_What to work on_. Give back every line of the data exactly. Pictures are not part of the copy.

_Materials provided_.
>>>
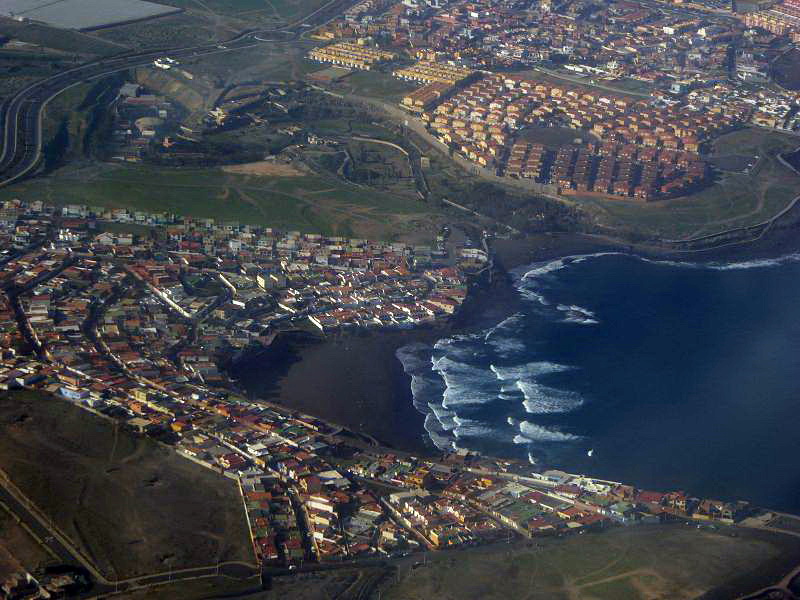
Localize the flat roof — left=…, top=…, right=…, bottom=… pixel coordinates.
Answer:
left=1, top=0, right=181, bottom=30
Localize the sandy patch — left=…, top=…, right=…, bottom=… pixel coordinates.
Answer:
left=222, top=161, right=303, bottom=177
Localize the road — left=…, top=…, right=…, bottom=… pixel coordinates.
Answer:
left=0, top=483, right=84, bottom=569
left=0, top=0, right=354, bottom=189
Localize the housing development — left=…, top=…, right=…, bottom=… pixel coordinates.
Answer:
left=307, top=0, right=800, bottom=202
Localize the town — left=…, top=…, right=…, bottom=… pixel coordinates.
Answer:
left=2, top=0, right=800, bottom=593
left=307, top=0, right=800, bottom=201
left=0, top=197, right=754, bottom=584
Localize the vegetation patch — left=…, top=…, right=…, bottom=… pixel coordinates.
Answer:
left=0, top=163, right=436, bottom=239
left=378, top=525, right=800, bottom=600
left=575, top=128, right=800, bottom=240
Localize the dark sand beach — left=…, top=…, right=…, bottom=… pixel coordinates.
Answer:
left=231, top=329, right=436, bottom=452
left=228, top=232, right=628, bottom=454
<<<
_Response_.
Localize the flat roof — left=…, top=…, right=…, bottom=… pixel coordinates.
Answer:
left=1, top=0, right=181, bottom=30
Localize the sandy patch — left=…, top=…, right=…, bottom=… pixel coordinates.
Answer:
left=222, top=161, right=303, bottom=177
Localize the road — left=…, top=…, right=…, bottom=… pixel coordinates.
Answer:
left=0, top=483, right=84, bottom=569
left=0, top=0, right=354, bottom=189
Localize the housing development — left=…, top=…, right=…, bottom=… pixel coordinates.
Answer:
left=307, top=0, right=800, bottom=202
Localize the town — left=…, top=…, right=…, bottom=… pixel coordinates.
Answer:
left=2, top=0, right=800, bottom=593
left=307, top=0, right=800, bottom=201
left=0, top=197, right=754, bottom=584
Localize the vegetation patch — left=…, top=…, right=…, bottom=… pixel coordinates.
Answer:
left=0, top=163, right=436, bottom=239
left=378, top=525, right=800, bottom=600
left=575, top=128, right=800, bottom=240
Localize the dark sand beach — left=…, top=…, right=…, bottom=… pixel coordinates.
Answer:
left=231, top=329, right=436, bottom=452
left=228, top=232, right=628, bottom=454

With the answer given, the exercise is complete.